• **What you need to do**
Update the lines from the one containing "and white striped" through the one containing "[204,25,245,64]", inclusive, so that every "cloud" becomes "cloud formation" and nothing else changes.

• **Data lines**
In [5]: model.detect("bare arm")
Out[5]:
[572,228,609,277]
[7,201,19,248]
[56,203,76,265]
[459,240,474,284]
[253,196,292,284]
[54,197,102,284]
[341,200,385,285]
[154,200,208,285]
---
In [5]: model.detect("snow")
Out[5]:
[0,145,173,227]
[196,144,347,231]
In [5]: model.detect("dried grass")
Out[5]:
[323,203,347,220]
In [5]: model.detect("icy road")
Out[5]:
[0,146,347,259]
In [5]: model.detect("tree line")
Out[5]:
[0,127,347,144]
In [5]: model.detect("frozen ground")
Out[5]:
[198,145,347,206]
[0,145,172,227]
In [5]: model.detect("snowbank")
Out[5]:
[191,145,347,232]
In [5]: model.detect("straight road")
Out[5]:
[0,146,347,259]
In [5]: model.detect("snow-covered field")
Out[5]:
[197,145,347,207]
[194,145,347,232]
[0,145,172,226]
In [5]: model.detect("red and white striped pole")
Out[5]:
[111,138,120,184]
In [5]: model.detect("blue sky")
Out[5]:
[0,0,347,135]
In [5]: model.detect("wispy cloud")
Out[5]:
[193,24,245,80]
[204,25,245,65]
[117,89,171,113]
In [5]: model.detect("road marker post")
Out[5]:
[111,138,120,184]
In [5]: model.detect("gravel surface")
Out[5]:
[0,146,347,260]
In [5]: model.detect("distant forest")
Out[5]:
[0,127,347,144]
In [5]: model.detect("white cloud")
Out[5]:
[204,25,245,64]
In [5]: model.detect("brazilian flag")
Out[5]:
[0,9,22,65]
* * *
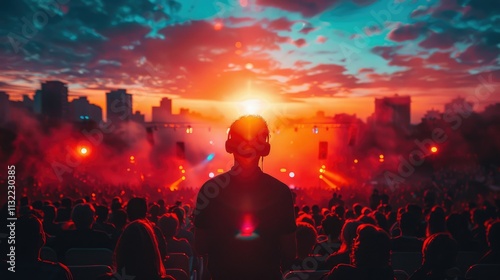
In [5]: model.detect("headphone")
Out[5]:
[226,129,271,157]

• **Answer to this exercise**
In [5]: model.detect("red and white striped pole")
Out[5]:
[111,138,120,184]
In [5]: model.detect("blue sky")
Out[5]:
[0,0,347,135]
In [5]: model.detect("wispy cloud formation")
Out[5]:
[193,24,245,80]
[204,25,245,65]
[117,89,171,113]
In [5]: model.detect("road marker post")
Out[5]:
[111,138,120,184]
In [5]: model.detect("gravel surface")
Out[5]:
[0,146,347,260]
In [5]: model.detect("distant forest")
Out[5]:
[0,127,347,144]
In [5]: model.detect("white cloud formation")
Out[5]:
[204,25,245,64]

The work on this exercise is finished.